— start Recorded information —

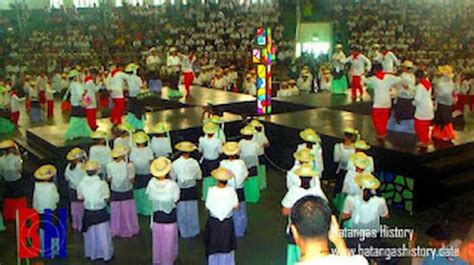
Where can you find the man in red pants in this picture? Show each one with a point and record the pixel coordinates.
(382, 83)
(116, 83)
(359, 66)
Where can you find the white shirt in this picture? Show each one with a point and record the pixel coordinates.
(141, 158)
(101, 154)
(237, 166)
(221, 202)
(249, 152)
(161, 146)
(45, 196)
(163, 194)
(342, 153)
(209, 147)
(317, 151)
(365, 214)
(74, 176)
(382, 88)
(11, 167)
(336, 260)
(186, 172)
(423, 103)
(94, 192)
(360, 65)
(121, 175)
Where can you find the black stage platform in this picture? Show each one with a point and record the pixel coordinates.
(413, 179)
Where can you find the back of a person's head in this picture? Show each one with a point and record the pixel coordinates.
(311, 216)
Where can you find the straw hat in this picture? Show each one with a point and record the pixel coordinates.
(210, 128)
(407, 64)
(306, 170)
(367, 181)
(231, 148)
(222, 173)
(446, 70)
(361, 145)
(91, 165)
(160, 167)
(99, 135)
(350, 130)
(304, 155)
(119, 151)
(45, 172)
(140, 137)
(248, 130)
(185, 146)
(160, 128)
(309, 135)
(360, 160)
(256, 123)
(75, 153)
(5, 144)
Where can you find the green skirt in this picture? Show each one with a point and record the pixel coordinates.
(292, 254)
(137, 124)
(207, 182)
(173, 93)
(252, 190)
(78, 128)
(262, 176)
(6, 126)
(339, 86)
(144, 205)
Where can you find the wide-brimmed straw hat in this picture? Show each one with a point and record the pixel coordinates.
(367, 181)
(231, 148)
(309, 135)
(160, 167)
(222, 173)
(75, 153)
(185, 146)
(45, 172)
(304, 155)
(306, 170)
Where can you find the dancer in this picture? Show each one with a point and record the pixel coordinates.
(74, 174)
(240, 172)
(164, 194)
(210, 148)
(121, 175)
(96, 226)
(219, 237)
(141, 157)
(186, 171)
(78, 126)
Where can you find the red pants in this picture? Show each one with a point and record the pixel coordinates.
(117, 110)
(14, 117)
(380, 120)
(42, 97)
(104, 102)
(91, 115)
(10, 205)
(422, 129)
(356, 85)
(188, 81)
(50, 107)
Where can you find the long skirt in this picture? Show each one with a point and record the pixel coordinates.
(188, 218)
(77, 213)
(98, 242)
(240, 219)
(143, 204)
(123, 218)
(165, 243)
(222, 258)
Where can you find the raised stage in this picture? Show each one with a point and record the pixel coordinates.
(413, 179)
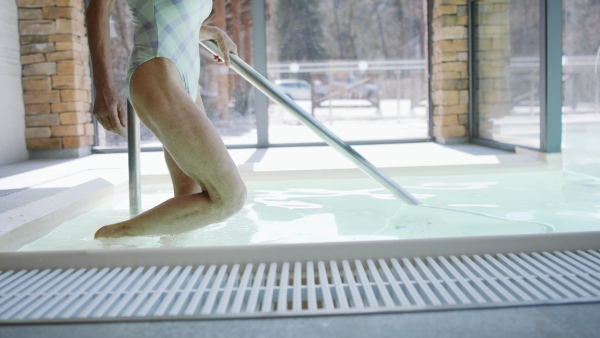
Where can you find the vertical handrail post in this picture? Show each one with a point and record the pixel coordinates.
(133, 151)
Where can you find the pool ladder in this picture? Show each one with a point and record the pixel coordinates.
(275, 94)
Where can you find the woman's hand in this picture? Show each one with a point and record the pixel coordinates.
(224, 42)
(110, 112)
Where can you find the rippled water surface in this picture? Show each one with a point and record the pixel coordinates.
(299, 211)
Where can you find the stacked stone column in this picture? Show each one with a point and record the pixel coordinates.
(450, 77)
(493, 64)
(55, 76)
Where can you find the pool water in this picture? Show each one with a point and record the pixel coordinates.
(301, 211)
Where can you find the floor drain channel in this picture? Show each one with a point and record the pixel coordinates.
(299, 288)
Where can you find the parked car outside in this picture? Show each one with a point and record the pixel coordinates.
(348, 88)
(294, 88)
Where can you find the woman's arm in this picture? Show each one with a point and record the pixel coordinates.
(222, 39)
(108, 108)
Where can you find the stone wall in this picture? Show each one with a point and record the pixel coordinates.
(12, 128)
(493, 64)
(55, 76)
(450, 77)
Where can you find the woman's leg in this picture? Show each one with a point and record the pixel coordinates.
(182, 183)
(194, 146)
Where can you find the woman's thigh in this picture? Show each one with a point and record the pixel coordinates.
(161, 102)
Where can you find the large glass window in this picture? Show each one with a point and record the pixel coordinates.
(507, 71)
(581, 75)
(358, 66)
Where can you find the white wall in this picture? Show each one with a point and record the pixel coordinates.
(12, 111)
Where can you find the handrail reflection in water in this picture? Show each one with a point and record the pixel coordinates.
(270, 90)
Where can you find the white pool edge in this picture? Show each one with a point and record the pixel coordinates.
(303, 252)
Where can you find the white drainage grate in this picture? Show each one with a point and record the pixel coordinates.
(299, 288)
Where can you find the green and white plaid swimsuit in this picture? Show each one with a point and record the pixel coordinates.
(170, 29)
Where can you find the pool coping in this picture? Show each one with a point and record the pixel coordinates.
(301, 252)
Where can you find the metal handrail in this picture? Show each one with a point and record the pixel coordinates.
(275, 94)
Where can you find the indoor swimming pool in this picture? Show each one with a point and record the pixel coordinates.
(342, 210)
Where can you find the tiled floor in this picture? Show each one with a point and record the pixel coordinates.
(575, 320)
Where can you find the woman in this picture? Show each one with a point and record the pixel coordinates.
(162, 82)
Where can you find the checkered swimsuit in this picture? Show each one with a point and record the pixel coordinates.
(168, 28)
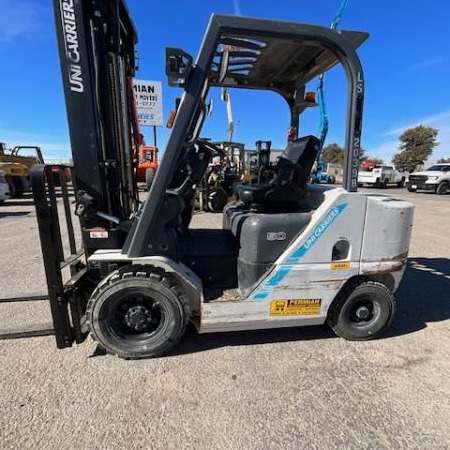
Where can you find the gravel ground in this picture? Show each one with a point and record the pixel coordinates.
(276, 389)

— end Recorded information —

Each entry above should be reproduced exactly, with the pictures removed.

Expected output:
Where can you find the man in red pants in this picture? Show each one with a point and record the pixel coordinates.
(382, 83)
(116, 83)
(359, 66)
Where can you find the white shirt in this picture? Show each one with a point and record the pixel coordinates.
(141, 158)
(101, 154)
(237, 166)
(221, 202)
(249, 152)
(161, 146)
(45, 196)
(163, 194)
(342, 153)
(209, 147)
(317, 151)
(365, 214)
(74, 176)
(382, 88)
(11, 167)
(336, 260)
(186, 172)
(423, 103)
(94, 192)
(360, 65)
(121, 175)
Where can you find the black stage platform in this picture? Show each one with a point and record the pixel coordinates.
(413, 179)
Where can you find the back of a person's head in this picture? Show each one with a point and record the pixel coordinates.
(311, 216)
Where can you find the straw hat in this picture? Show each one with a point and record the pixel coordinates.
(210, 128)
(407, 64)
(306, 170)
(367, 181)
(231, 148)
(222, 173)
(446, 70)
(361, 145)
(91, 165)
(160, 167)
(99, 135)
(350, 130)
(304, 155)
(119, 151)
(45, 172)
(140, 137)
(248, 130)
(185, 146)
(160, 128)
(309, 135)
(360, 160)
(256, 123)
(75, 153)
(5, 144)
Where can you find the green skirt in this picture? Show each one with a point and record the pixel coordinates.
(292, 254)
(137, 124)
(207, 182)
(173, 93)
(252, 190)
(78, 128)
(262, 176)
(6, 126)
(339, 86)
(144, 205)
Where can you find the wide-brimmed straw hat in this picture? Show each one with a point and record the pixel coordinates.
(367, 181)
(231, 148)
(309, 135)
(160, 167)
(222, 173)
(75, 153)
(185, 146)
(45, 172)
(304, 155)
(306, 170)
Where can you find the dancer in this picture? Show each one with a point and record the pixel coordinates.
(74, 174)
(240, 172)
(164, 194)
(210, 148)
(121, 175)
(96, 226)
(219, 237)
(141, 157)
(186, 171)
(78, 126)
Where can you find the red pants in this picture? Show each one with a point and record the pixel coordinates.
(117, 110)
(14, 117)
(380, 120)
(42, 97)
(104, 102)
(91, 115)
(10, 205)
(422, 129)
(356, 85)
(188, 81)
(50, 107)
Where can you find the long skirt in this picture? Show each one with a point and record the pixel coordinates.
(188, 218)
(77, 213)
(98, 242)
(240, 219)
(143, 204)
(123, 218)
(165, 243)
(222, 258)
Where can you find the raised stage in this picture? Show each one with a point and record the pixel coordinates.
(413, 179)
Where can you find the vertical handrail post in this picture? Show each one with a point and record the pixel coordinates.
(133, 151)
Where can you find the pool ladder in this picture? Show each one with a point and record the pixel coordinates.
(275, 94)
Where can you find the woman's hand in this picture? Show each one with a point and record the pixel coordinates.
(224, 42)
(110, 112)
Where can you find the rippled water surface in this picture? Show each one with a point and record the pixel coordinates.
(299, 211)
Where can you find the stacked stone column in this picture? Show each one with a point and record the pixel coordinates.
(450, 77)
(493, 64)
(55, 76)
Where can you find the pool water in this picture? Show each one with a point and record the pixel coordinates.
(301, 211)
Where can you find the floor drain channel in this picture? Show each one with a point and record the pixel coordinates.
(299, 288)
Where can you find the parked car outside in this picture? Show each one with a point and record the pixel coordinates.
(348, 88)
(294, 88)
Where can you find the woman's arm in this picture? Show each one with a point and record the pixel coordinates.
(222, 39)
(108, 108)
Where can you find the stone wall in this picture? Show each one with a point and record the pixel coordinates.
(12, 128)
(493, 64)
(55, 76)
(450, 77)
Where can you find the woman's leg in this picture? Show each one with a point and record the pixel coordinates.
(182, 183)
(194, 146)
Where can you find the woman's thigh in this picture? Show each one with a point and record the pixel coordinates.
(161, 102)
Where can you find the large glass window in this picture? Show each one with a point and record the pixel coordinates.
(507, 71)
(581, 75)
(358, 66)
Where can you find the white wall in this picture? Show each one with a point and record the pixel coordinates.
(12, 111)
Where can you find the handrail reflection in water in this picture? Show each one with a point and record the pixel coordinates.
(270, 90)
Where can you find the white pool edge in this picture? Show each one with a point and record the pixel coordinates.
(303, 252)
Where can you find the white drainage grate in this picture? Show each one with a point and record the pixel coordinates.
(299, 288)
Where can you find the green and white plaid swimsuit in this picture? Show each one with a point and record the pixel coordinates.
(170, 29)
Where can you find the pool coping in this picture? Show each one with a point and record the pixel coordinates.
(301, 252)
Where can you find the metal handrail in this picture? Show each one with a point and record the pixel coordinates.
(275, 94)
Where can you find the indoor swimming pool in this picture? Show each one with a point and record the pixel coordinates.
(342, 210)
Where can you find the tiled floor in this picture? Show each one with a point and record the pixel coordinates.
(575, 320)
Where can you find the woman in this picture? Show each one with a point and record the pixel coordinates.
(162, 82)
Where can you find the checkered swimsuit in this picture? Show each one with a point and record the pixel coordinates.
(168, 28)
Where can you find the gravel ground in this picture? Show each one with a point and record the pixel coordinates.
(276, 389)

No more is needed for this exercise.